- What to produce: Lay out the records from their start through the line containing "pixel 168 415", inclusive, as a numbered list, skipping blank lines. Leave out the pictures.

Start Data provided

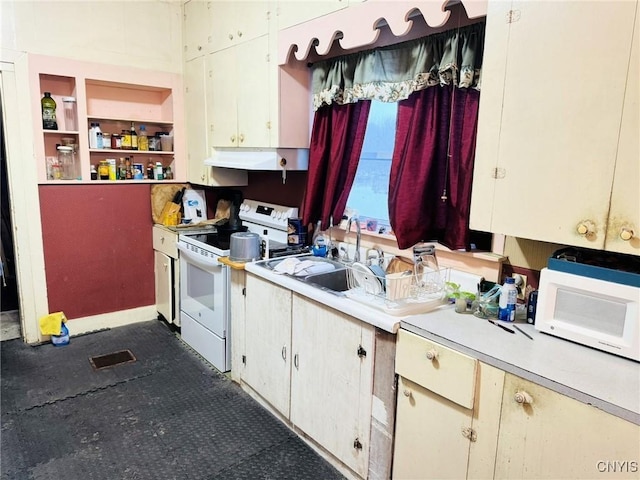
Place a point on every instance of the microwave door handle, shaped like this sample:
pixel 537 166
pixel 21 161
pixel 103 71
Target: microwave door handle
pixel 201 262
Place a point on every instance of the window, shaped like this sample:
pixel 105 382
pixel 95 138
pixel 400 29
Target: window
pixel 368 196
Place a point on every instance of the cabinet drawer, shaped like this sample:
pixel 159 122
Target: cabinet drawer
pixel 437 368
pixel 165 241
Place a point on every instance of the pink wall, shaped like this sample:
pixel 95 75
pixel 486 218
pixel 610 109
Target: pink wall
pixel 98 247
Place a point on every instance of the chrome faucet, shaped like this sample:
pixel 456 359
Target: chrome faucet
pixel 356 255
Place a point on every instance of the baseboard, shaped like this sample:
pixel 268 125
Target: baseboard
pixel 79 326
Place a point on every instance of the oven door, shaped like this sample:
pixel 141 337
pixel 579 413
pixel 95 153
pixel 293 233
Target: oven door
pixel 204 291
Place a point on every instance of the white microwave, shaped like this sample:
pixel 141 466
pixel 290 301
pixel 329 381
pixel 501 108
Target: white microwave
pixel 593 312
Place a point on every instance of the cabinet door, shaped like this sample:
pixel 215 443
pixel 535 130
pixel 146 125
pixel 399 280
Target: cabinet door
pixel 195 101
pixel 255 91
pixel 238 282
pixel 234 23
pixel 625 197
pixel 437 438
pixel 197 28
pixel 554 436
pixel 164 285
pixel 549 124
pixel 429 442
pixel 222 93
pixel 268 341
pixel 331 385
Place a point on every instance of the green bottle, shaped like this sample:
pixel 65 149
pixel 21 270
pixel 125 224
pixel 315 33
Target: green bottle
pixel 48 112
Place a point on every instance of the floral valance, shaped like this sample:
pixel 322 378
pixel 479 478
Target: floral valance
pixel 392 73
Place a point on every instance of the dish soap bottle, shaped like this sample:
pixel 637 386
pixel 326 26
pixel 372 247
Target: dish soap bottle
pixel 48 112
pixel 508 299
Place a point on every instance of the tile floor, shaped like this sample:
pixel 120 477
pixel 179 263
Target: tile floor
pixel 168 415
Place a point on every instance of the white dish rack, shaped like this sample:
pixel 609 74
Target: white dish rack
pixel 397 294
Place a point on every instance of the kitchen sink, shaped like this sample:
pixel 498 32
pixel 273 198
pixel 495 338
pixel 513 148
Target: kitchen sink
pixel 335 281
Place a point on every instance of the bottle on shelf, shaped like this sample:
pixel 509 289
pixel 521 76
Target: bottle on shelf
pixel 48 112
pixel 159 171
pixel 122 170
pixel 125 140
pixel 143 139
pixel 129 171
pixel 134 137
pixel 508 299
pixel 151 169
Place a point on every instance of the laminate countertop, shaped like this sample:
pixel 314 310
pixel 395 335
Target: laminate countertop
pixel 606 381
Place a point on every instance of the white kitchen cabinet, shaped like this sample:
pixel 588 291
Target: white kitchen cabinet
pixel 196 119
pixel 294 12
pixel 196 38
pixel 267 367
pixel 195 97
pixel 238 284
pixel 332 380
pixel 544 434
pixel 167 271
pixel 624 217
pixel 448 412
pixel 238 95
pixel 550 150
pixel 234 23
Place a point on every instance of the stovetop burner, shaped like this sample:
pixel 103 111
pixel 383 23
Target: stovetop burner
pixel 214 240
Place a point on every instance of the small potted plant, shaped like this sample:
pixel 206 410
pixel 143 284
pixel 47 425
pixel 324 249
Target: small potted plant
pixel 460 298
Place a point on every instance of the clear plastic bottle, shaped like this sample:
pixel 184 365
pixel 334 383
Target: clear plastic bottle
pixel 508 300
pixel 48 112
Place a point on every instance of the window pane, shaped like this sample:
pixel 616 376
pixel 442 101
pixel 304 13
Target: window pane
pixel 368 196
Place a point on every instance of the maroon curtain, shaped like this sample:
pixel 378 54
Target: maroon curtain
pixel 336 143
pixel 430 196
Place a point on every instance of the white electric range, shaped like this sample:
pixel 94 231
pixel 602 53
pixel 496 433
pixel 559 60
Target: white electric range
pixel 205 282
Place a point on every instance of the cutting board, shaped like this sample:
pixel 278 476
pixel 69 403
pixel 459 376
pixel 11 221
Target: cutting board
pixel 160 195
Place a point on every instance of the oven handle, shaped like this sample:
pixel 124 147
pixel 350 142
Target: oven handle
pixel 202 262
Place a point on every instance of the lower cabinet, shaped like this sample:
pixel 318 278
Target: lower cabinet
pixel 315 366
pixel 457 422
pixel 267 367
pixel 332 380
pixel 448 412
pixel 166 269
pixel 544 434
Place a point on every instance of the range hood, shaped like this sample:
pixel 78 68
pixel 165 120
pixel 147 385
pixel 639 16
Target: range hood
pixel 260 158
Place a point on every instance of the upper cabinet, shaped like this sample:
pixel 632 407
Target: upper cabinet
pixel 116 98
pixel 557 150
pixel 251 101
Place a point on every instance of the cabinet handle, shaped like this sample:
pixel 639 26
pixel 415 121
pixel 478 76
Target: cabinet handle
pixel 626 234
pixel 432 355
pixel 586 228
pixel 523 398
pixel 469 433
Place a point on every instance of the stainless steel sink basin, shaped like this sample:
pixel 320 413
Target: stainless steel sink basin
pixel 334 281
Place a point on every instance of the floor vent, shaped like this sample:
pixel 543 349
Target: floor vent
pixel 112 359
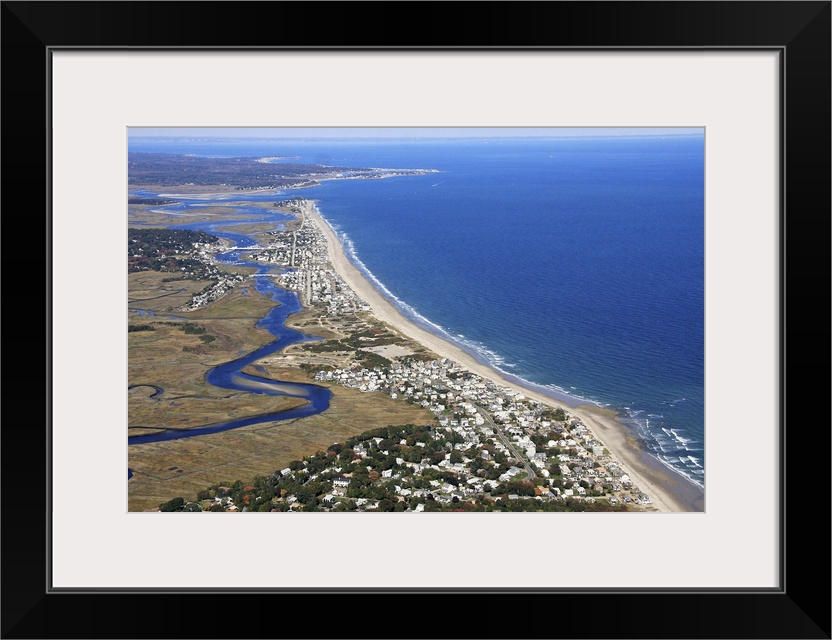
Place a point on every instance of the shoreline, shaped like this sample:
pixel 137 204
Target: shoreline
pixel 669 490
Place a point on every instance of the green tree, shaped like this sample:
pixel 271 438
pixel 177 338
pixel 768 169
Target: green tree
pixel 176 504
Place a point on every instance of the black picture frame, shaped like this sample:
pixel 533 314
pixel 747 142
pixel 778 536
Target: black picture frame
pixel 799 31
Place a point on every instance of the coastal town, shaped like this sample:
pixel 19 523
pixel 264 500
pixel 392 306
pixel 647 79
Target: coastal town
pixel 489 447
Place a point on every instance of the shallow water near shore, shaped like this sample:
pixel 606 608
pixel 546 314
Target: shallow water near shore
pixel 574 265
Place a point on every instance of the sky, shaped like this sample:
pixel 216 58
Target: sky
pixel 401 132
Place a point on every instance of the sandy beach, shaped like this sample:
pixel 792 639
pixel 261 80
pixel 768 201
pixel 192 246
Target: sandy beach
pixel 668 490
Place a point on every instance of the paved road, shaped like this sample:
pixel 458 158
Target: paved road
pixel 530 474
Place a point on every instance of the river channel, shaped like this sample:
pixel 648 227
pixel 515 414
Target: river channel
pixel 230 374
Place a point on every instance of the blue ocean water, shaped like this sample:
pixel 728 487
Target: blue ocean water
pixel 576 264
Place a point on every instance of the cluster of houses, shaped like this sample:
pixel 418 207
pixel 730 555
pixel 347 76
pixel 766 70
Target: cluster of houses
pixel 572 462
pixel 223 283
pixel 307 270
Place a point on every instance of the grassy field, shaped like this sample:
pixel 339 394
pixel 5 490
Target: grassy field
pixel 242 454
pixel 177 361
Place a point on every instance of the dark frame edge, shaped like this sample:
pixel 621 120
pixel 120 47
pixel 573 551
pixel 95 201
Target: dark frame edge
pixel 799 608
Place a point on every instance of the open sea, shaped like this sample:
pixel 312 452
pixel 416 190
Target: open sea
pixel 574 264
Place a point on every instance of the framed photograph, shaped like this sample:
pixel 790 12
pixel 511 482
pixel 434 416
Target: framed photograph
pixel 751 80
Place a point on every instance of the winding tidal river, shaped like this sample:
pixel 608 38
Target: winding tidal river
pixel 230 374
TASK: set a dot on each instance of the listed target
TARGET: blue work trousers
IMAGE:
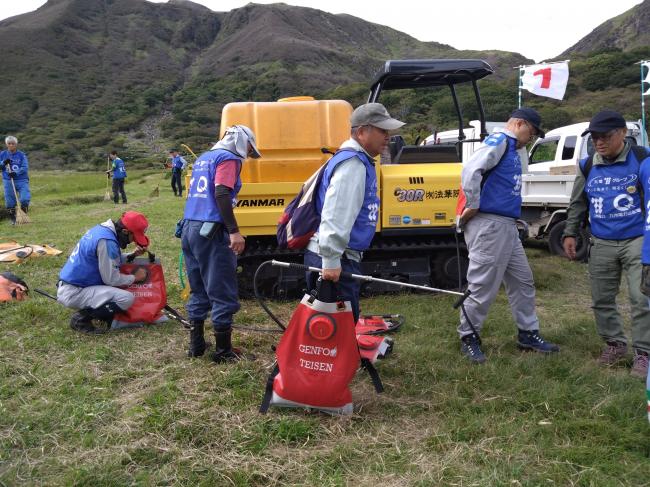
(22, 188)
(212, 274)
(349, 288)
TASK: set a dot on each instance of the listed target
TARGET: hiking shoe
(530, 340)
(83, 323)
(471, 347)
(612, 353)
(640, 364)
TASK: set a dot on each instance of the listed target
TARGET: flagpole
(522, 69)
(643, 134)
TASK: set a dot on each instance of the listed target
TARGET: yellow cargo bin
(290, 134)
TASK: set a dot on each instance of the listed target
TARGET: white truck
(547, 182)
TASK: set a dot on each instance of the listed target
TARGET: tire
(555, 241)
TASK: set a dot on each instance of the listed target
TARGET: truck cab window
(569, 147)
(544, 151)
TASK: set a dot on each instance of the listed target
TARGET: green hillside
(87, 76)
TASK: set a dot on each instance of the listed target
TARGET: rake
(107, 194)
(21, 216)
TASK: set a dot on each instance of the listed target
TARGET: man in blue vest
(348, 203)
(491, 181)
(178, 165)
(608, 189)
(90, 280)
(15, 167)
(118, 168)
(211, 241)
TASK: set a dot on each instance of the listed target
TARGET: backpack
(300, 219)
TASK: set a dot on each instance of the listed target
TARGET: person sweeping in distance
(90, 279)
(15, 177)
(118, 168)
(179, 164)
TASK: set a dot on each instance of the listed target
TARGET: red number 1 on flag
(546, 77)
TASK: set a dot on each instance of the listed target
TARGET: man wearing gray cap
(348, 203)
(608, 189)
(211, 241)
(491, 182)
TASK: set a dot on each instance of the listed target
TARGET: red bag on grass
(150, 295)
(317, 358)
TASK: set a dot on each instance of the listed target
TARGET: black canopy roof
(418, 73)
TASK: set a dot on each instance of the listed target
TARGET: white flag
(647, 78)
(546, 79)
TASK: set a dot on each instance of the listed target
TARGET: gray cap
(374, 114)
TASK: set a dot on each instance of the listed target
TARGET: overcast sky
(538, 30)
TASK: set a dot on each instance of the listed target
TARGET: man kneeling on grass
(90, 279)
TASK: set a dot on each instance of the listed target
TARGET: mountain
(83, 77)
(626, 32)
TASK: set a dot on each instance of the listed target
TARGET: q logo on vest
(202, 184)
(623, 202)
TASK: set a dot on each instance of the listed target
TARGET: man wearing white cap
(348, 203)
(211, 240)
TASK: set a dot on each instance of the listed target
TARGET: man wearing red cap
(90, 280)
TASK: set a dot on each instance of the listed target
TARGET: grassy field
(129, 408)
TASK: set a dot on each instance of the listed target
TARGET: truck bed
(546, 190)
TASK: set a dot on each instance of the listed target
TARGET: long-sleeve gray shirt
(109, 259)
(579, 204)
(343, 201)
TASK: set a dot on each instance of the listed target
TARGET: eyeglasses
(603, 136)
(531, 129)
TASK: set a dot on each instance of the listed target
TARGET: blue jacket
(365, 224)
(501, 191)
(82, 267)
(19, 164)
(615, 211)
(201, 203)
(178, 163)
(119, 169)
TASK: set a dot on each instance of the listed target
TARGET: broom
(21, 216)
(156, 191)
(107, 194)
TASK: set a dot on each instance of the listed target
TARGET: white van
(565, 146)
(473, 132)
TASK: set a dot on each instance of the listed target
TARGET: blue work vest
(364, 226)
(177, 162)
(614, 200)
(19, 164)
(201, 204)
(119, 169)
(82, 267)
(501, 192)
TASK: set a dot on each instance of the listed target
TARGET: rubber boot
(224, 352)
(197, 340)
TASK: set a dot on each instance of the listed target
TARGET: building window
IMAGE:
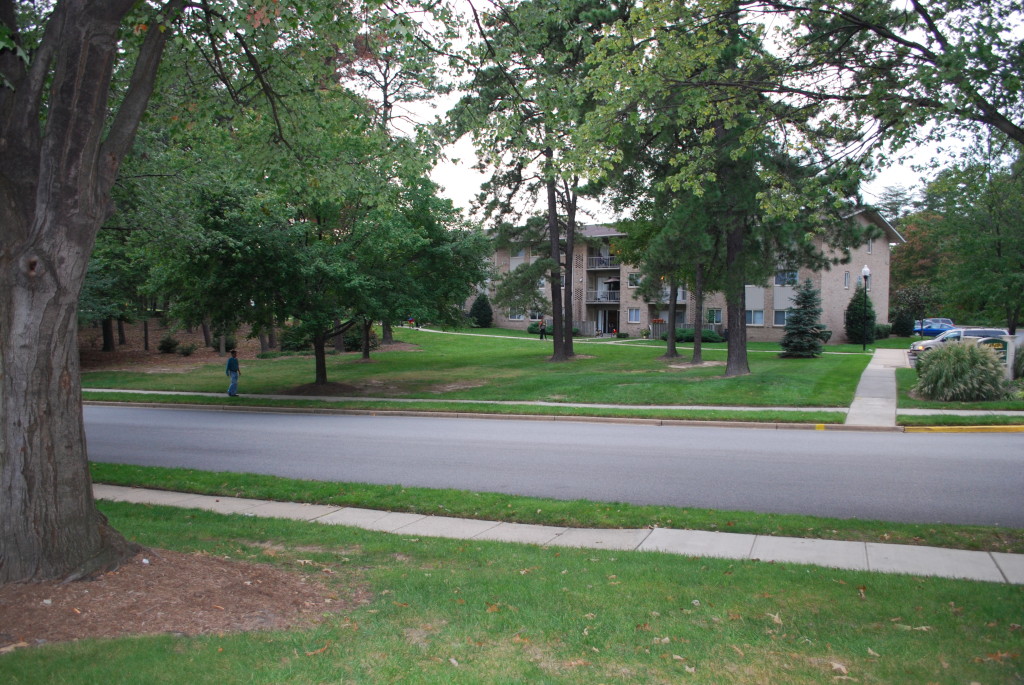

End Data provided

- Answer to the task:
1. Place a point on every instance of the microwave door handle, shaped like this sample:
2. pixel 537 166
3. pixel 21 161
4. pixel 103 71
5. Target: microwave door handle
6. pixel 201 262
7. Place a point on every instance of the window, shaped like this sample:
8. pixel 105 382
9. pixel 95 138
10. pixel 400 29
11. Target: window
12. pixel 368 196
13. Place a point on every instance of the cabinet drawer, shaped like this sample:
14. pixel 159 122
15. Target: cabinet drawer
16. pixel 437 368
17. pixel 165 241
18. Place a point on every instance of the pink wall, shaped like this sample:
19. pixel 95 75
20. pixel 486 218
21. pixel 610 109
22. Target: pink wall
23. pixel 98 247
24. Place a point on every instance of the chrome faucet, shaped like this sample:
25. pixel 456 359
26. Target: chrome faucet
27. pixel 356 255
28. Place a point on every instance of the baseboard, shaped like this sample:
29. pixel 268 125
30. Target: baseboard
31. pixel 79 326
32. Place a point on every instance of the oven door, shaped like this sample:
33. pixel 141 337
34. pixel 579 413
35. pixel 95 153
36. pixel 293 233
37. Target: oven door
38. pixel 204 291
39. Place a point on every instance of the white microwave, shaped like this sample:
40. pixel 141 466
41. pixel 290 301
42. pixel 329 381
43. pixel 501 108
44. Target: white microwave
45. pixel 593 312
46. Place a point on every instance of the cabinet door, shaped like this sample:
47. pixel 215 443
48. pixel 535 130
49. pixel 146 125
50. pixel 399 280
51. Target: cabinet door
52. pixel 195 101
53. pixel 255 91
54. pixel 238 282
55. pixel 234 23
56. pixel 625 197
57. pixel 437 438
58. pixel 197 28
59. pixel 554 436
60. pixel 164 285
61. pixel 549 124
62. pixel 429 442
63. pixel 222 93
64. pixel 268 341
65. pixel 331 385
66. Place a point on every instance of the green bottle, shaped like this sample:
67. pixel 65 149
68. pixel 21 270
69. pixel 125 224
70. pixel 315 33
71. Target: green bottle
72. pixel 48 112
73. Place a point on every instance of the floral valance, shaped like this sample:
74. pixel 322 378
75. pixel 479 478
76. Target: floral valance
77. pixel 392 73
78. Place a point on every instance of the dish soap bottle, shaped like this sample:
79. pixel 637 386
80. pixel 326 26
81. pixel 372 247
82. Target: dish soap bottle
83. pixel 48 112
84. pixel 508 299
85. Place a point on every instance of the tile floor, shaped like this sample:
86. pixel 120 477
87. pixel 179 263
88. Target: tile floor
89. pixel 168 415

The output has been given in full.